++++ Фрагмент документа ++++
Слава Богу, эта речь не скатывается в затейливый и лукавый сказ, не стилизуется «под народную премудрость» так же, как готический шрифт газет нацистской Германии имитировал «традиционные германские начала». Абрамов – не про то, как народ жаждет выглядеть народом в глазах интеллигенции, и вряд ли он хронист и летописец в плане стилизации. Он – преподаватель ЛГУ, филолог, и передаёт обычную земную речь, а не инверсированную, как у магистра Йоды из «Звёздных войн» в целях придания ему особой древности и вескости в глазах остальных джедаев.
++++ Строки из набора ++++
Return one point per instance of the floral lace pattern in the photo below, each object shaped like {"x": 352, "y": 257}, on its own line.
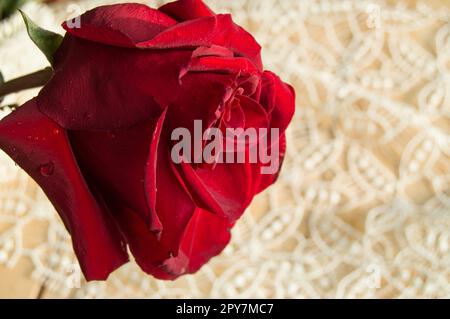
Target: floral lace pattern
{"x": 362, "y": 207}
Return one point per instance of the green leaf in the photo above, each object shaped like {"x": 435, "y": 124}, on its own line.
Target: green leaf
{"x": 48, "y": 42}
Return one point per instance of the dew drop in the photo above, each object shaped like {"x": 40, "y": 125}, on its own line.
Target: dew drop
{"x": 47, "y": 169}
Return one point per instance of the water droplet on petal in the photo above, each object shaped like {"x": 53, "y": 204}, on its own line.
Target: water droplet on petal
{"x": 47, "y": 169}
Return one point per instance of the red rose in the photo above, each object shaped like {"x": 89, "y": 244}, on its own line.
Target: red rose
{"x": 98, "y": 141}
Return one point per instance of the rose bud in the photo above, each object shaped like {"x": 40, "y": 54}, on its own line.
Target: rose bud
{"x": 98, "y": 138}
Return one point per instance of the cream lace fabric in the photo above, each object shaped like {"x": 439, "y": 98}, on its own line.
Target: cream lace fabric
{"x": 362, "y": 207}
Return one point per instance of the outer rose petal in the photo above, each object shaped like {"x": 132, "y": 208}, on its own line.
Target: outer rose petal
{"x": 120, "y": 24}
{"x": 205, "y": 237}
{"x": 216, "y": 30}
{"x": 183, "y": 10}
{"x": 117, "y": 160}
{"x": 279, "y": 100}
{"x": 214, "y": 188}
{"x": 42, "y": 149}
{"x": 268, "y": 179}
{"x": 108, "y": 87}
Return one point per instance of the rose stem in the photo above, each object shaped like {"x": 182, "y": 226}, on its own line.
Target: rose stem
{"x": 25, "y": 82}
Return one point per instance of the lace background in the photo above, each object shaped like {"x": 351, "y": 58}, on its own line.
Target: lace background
{"x": 362, "y": 207}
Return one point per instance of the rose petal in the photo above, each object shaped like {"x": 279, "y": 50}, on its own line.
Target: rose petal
{"x": 107, "y": 87}
{"x": 205, "y": 237}
{"x": 216, "y": 30}
{"x": 183, "y": 10}
{"x": 117, "y": 160}
{"x": 42, "y": 149}
{"x": 222, "y": 198}
{"x": 268, "y": 179}
{"x": 120, "y": 24}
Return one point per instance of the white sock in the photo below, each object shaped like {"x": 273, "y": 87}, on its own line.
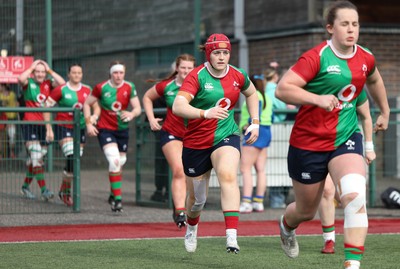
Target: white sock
{"x": 352, "y": 264}
{"x": 231, "y": 233}
{"x": 329, "y": 236}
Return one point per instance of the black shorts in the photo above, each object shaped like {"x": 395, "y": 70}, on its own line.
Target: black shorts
{"x": 120, "y": 137}
{"x": 166, "y": 137}
{"x": 309, "y": 167}
{"x": 34, "y": 132}
{"x": 61, "y": 132}
{"x": 196, "y": 162}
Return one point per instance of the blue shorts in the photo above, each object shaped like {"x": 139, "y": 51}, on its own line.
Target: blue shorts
{"x": 263, "y": 140}
{"x": 34, "y": 132}
{"x": 121, "y": 138}
{"x": 61, "y": 132}
{"x": 196, "y": 162}
{"x": 309, "y": 167}
{"x": 166, "y": 137}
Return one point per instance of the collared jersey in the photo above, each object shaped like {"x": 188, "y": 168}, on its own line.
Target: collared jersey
{"x": 112, "y": 101}
{"x": 173, "y": 124}
{"x": 208, "y": 92}
{"x": 328, "y": 72}
{"x": 265, "y": 114}
{"x": 68, "y": 97}
{"x": 35, "y": 95}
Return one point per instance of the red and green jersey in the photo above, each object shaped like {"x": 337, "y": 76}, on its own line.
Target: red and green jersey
{"x": 112, "y": 101}
{"x": 35, "y": 95}
{"x": 326, "y": 71}
{"x": 208, "y": 92}
{"x": 173, "y": 124}
{"x": 65, "y": 96}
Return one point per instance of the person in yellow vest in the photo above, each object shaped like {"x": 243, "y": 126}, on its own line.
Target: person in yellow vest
{"x": 9, "y": 99}
{"x": 256, "y": 153}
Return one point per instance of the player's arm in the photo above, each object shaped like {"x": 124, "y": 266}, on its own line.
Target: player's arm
{"x": 377, "y": 90}
{"x": 23, "y": 77}
{"x": 367, "y": 125}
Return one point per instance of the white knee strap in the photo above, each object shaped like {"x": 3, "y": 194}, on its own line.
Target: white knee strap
{"x": 354, "y": 183}
{"x": 200, "y": 194}
{"x": 113, "y": 158}
{"x": 35, "y": 152}
{"x": 122, "y": 159}
{"x": 68, "y": 148}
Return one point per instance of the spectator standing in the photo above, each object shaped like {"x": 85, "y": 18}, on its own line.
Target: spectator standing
{"x": 9, "y": 99}
{"x": 255, "y": 155}
{"x": 73, "y": 94}
{"x": 36, "y": 88}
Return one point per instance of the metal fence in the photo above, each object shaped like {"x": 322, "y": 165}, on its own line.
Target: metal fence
{"x": 147, "y": 167}
{"x": 13, "y": 167}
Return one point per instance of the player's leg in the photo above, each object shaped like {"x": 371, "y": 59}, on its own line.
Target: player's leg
{"x": 173, "y": 153}
{"x": 258, "y": 199}
{"x": 248, "y": 159}
{"x": 351, "y": 184}
{"x": 225, "y": 160}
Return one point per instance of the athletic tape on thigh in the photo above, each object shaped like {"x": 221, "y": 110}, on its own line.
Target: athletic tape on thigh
{"x": 200, "y": 194}
{"x": 35, "y": 152}
{"x": 113, "y": 158}
{"x": 69, "y": 166}
{"x": 68, "y": 148}
{"x": 122, "y": 159}
{"x": 354, "y": 183}
{"x": 11, "y": 134}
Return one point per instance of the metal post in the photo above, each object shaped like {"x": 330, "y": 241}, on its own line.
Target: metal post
{"x": 77, "y": 162}
{"x": 19, "y": 22}
{"x": 49, "y": 32}
{"x": 197, "y": 34}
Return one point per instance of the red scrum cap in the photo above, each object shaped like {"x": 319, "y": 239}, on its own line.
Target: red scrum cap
{"x": 216, "y": 42}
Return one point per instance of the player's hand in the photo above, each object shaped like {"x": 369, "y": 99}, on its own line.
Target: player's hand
{"x": 91, "y": 130}
{"x": 155, "y": 124}
{"x": 216, "y": 113}
{"x": 382, "y": 123}
{"x": 253, "y": 130}
{"x": 328, "y": 102}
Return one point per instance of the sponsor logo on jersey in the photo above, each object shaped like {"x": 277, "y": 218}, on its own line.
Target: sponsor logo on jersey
{"x": 224, "y": 103}
{"x": 116, "y": 106}
{"x": 347, "y": 93}
{"x": 350, "y": 144}
{"x": 78, "y": 106}
{"x": 40, "y": 98}
{"x": 236, "y": 85}
{"x": 364, "y": 69}
{"x": 208, "y": 86}
{"x": 333, "y": 69}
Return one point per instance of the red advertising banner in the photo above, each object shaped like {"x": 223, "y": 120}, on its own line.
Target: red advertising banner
{"x": 11, "y": 67}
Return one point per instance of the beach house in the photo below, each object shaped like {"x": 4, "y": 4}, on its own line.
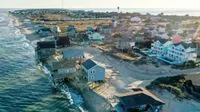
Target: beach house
{"x": 139, "y": 100}
{"x": 94, "y": 72}
{"x": 44, "y": 49}
{"x": 96, "y": 38}
{"x": 62, "y": 41}
{"x": 125, "y": 44}
{"x": 44, "y": 32}
{"x": 61, "y": 69}
{"x": 105, "y": 29}
{"x": 136, "y": 19}
{"x": 173, "y": 53}
{"x": 73, "y": 53}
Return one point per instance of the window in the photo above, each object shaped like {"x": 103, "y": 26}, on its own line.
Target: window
{"x": 92, "y": 71}
{"x": 92, "y": 77}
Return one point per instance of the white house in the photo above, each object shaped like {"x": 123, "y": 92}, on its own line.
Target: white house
{"x": 125, "y": 44}
{"x": 61, "y": 69}
{"x": 174, "y": 53}
{"x": 73, "y": 53}
{"x": 94, "y": 71}
{"x": 96, "y": 38}
{"x": 136, "y": 19}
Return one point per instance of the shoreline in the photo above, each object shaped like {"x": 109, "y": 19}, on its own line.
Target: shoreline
{"x": 87, "y": 95}
{"x": 26, "y": 30}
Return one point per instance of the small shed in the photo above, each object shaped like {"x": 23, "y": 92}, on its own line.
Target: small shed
{"x": 73, "y": 53}
{"x": 94, "y": 71}
{"x": 62, "y": 41}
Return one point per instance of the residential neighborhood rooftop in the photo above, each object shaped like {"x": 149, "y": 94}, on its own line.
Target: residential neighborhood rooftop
{"x": 89, "y": 64}
{"x": 46, "y": 44}
{"x": 73, "y": 53}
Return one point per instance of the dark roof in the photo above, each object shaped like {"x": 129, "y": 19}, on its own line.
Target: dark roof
{"x": 163, "y": 41}
{"x": 186, "y": 45}
{"x": 46, "y": 44}
{"x": 89, "y": 64}
{"x": 45, "y": 29}
{"x": 138, "y": 98}
{"x": 63, "y": 41}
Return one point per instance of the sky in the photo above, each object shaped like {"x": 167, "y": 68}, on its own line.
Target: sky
{"x": 180, "y": 4}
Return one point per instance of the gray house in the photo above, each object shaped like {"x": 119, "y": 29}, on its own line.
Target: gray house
{"x": 63, "y": 68}
{"x": 94, "y": 72}
{"x": 73, "y": 53}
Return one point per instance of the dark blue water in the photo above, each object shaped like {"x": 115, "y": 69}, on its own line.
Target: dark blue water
{"x": 24, "y": 88}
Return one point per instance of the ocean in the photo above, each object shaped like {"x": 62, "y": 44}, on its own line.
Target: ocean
{"x": 23, "y": 87}
{"x": 153, "y": 11}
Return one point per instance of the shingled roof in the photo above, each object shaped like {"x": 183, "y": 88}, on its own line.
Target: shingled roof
{"x": 46, "y": 44}
{"x": 73, "y": 53}
{"x": 89, "y": 64}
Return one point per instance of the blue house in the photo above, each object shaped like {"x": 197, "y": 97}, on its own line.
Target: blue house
{"x": 94, "y": 72}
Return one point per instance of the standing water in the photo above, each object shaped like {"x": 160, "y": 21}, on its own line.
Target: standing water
{"x": 22, "y": 86}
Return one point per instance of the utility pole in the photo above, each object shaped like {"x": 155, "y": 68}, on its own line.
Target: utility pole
{"x": 62, "y": 4}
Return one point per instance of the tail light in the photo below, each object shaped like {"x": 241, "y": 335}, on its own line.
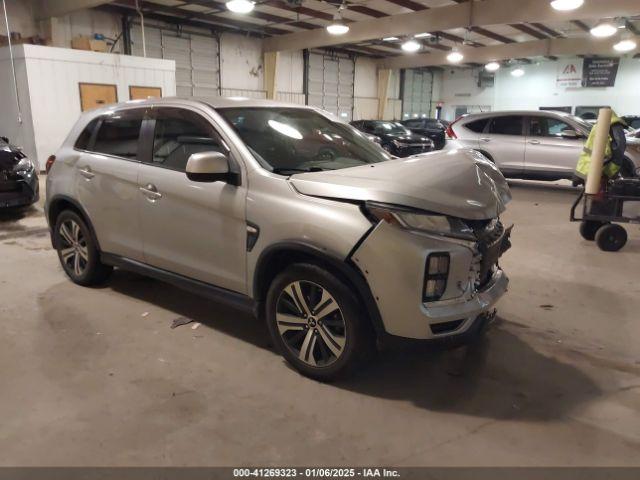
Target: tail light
{"x": 450, "y": 132}
{"x": 435, "y": 277}
{"x": 49, "y": 164}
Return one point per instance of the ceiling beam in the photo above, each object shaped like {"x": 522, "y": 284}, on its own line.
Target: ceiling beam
{"x": 43, "y": 9}
{"x": 536, "y": 48}
{"x": 493, "y": 12}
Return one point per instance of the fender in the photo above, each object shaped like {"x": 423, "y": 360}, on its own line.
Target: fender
{"x": 344, "y": 267}
{"x": 57, "y": 198}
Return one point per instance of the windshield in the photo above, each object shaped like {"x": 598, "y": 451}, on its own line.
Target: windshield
{"x": 390, "y": 127}
{"x": 581, "y": 123}
{"x": 290, "y": 140}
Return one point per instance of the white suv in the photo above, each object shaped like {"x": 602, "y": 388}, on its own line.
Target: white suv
{"x": 537, "y": 145}
{"x": 285, "y": 211}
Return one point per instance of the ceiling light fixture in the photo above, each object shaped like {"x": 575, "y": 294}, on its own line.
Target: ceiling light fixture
{"x": 455, "y": 56}
{"x": 337, "y": 27}
{"x": 566, "y": 5}
{"x": 492, "y": 67}
{"x": 604, "y": 30}
{"x": 240, "y": 6}
{"x": 411, "y": 46}
{"x": 625, "y": 45}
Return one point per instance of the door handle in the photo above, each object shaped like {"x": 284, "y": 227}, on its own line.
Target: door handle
{"x": 87, "y": 173}
{"x": 151, "y": 192}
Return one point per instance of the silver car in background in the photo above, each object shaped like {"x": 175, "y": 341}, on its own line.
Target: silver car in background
{"x": 538, "y": 145}
{"x": 287, "y": 212}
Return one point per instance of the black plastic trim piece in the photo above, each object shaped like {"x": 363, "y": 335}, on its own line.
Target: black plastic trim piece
{"x": 218, "y": 294}
{"x": 82, "y": 211}
{"x": 345, "y": 268}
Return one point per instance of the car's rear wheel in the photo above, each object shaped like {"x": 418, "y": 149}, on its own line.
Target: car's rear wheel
{"x": 315, "y": 322}
{"x": 79, "y": 257}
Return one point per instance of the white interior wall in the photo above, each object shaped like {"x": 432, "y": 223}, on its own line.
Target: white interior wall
{"x": 537, "y": 88}
{"x": 49, "y": 117}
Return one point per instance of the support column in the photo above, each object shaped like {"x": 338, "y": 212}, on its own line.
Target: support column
{"x": 270, "y": 73}
{"x": 384, "y": 75}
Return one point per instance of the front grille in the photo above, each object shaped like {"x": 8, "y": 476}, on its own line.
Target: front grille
{"x": 487, "y": 252}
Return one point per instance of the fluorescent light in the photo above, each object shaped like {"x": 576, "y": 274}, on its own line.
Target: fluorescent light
{"x": 604, "y": 30}
{"x": 566, "y": 5}
{"x": 625, "y": 45}
{"x": 455, "y": 56}
{"x": 411, "y": 46}
{"x": 240, "y": 6}
{"x": 337, "y": 27}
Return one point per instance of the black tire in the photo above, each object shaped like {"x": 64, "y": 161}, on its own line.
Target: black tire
{"x": 611, "y": 238}
{"x": 78, "y": 246}
{"x": 589, "y": 228}
{"x": 345, "y": 327}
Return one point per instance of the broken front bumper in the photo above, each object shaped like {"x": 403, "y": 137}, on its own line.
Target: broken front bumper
{"x": 393, "y": 262}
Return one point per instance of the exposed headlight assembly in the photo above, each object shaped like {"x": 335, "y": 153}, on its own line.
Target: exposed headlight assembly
{"x": 24, "y": 166}
{"x": 419, "y": 221}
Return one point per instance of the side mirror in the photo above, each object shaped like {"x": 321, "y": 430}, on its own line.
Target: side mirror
{"x": 208, "y": 167}
{"x": 568, "y": 133}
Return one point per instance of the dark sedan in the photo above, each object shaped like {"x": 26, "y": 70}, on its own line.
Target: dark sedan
{"x": 18, "y": 177}
{"x": 428, "y": 127}
{"x": 395, "y": 138}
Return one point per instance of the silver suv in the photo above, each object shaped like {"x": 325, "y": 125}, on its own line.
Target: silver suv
{"x": 538, "y": 145}
{"x": 285, "y": 211}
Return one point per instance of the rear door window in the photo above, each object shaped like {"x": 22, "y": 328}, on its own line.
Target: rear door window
{"x": 180, "y": 133}
{"x": 507, "y": 125}
{"x": 119, "y": 133}
{"x": 477, "y": 126}
{"x": 84, "y": 140}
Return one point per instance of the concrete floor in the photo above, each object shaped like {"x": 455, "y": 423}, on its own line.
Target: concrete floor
{"x": 97, "y": 377}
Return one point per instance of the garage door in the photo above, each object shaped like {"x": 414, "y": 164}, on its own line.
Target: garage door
{"x": 330, "y": 83}
{"x": 417, "y": 88}
{"x": 196, "y": 57}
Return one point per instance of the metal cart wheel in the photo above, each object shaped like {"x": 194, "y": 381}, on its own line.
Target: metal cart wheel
{"x": 611, "y": 237}
{"x": 589, "y": 228}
++++
● Что сделать:
Согласуются ли с фрагментом о речи у Абрамова следующие утверждения? Для каждого ответьте «да» или «нет» и приведите решающие слова фрагмента в точности.
1. Абрамов преподавал в ЛГУ.
2. Речь у Абрамова стилизована «под народную премудрость».
3. Абрамов передаёт инверсированную речь, как у магистра Йоды.

● Решение задания:
1. Да: «Он – преподаватель ЛГУ, филолог».
2. Нет: «не стилизуется «под народную премудрость»».
3. Нет: «передаёт обычную земную речь, а не инверсированную».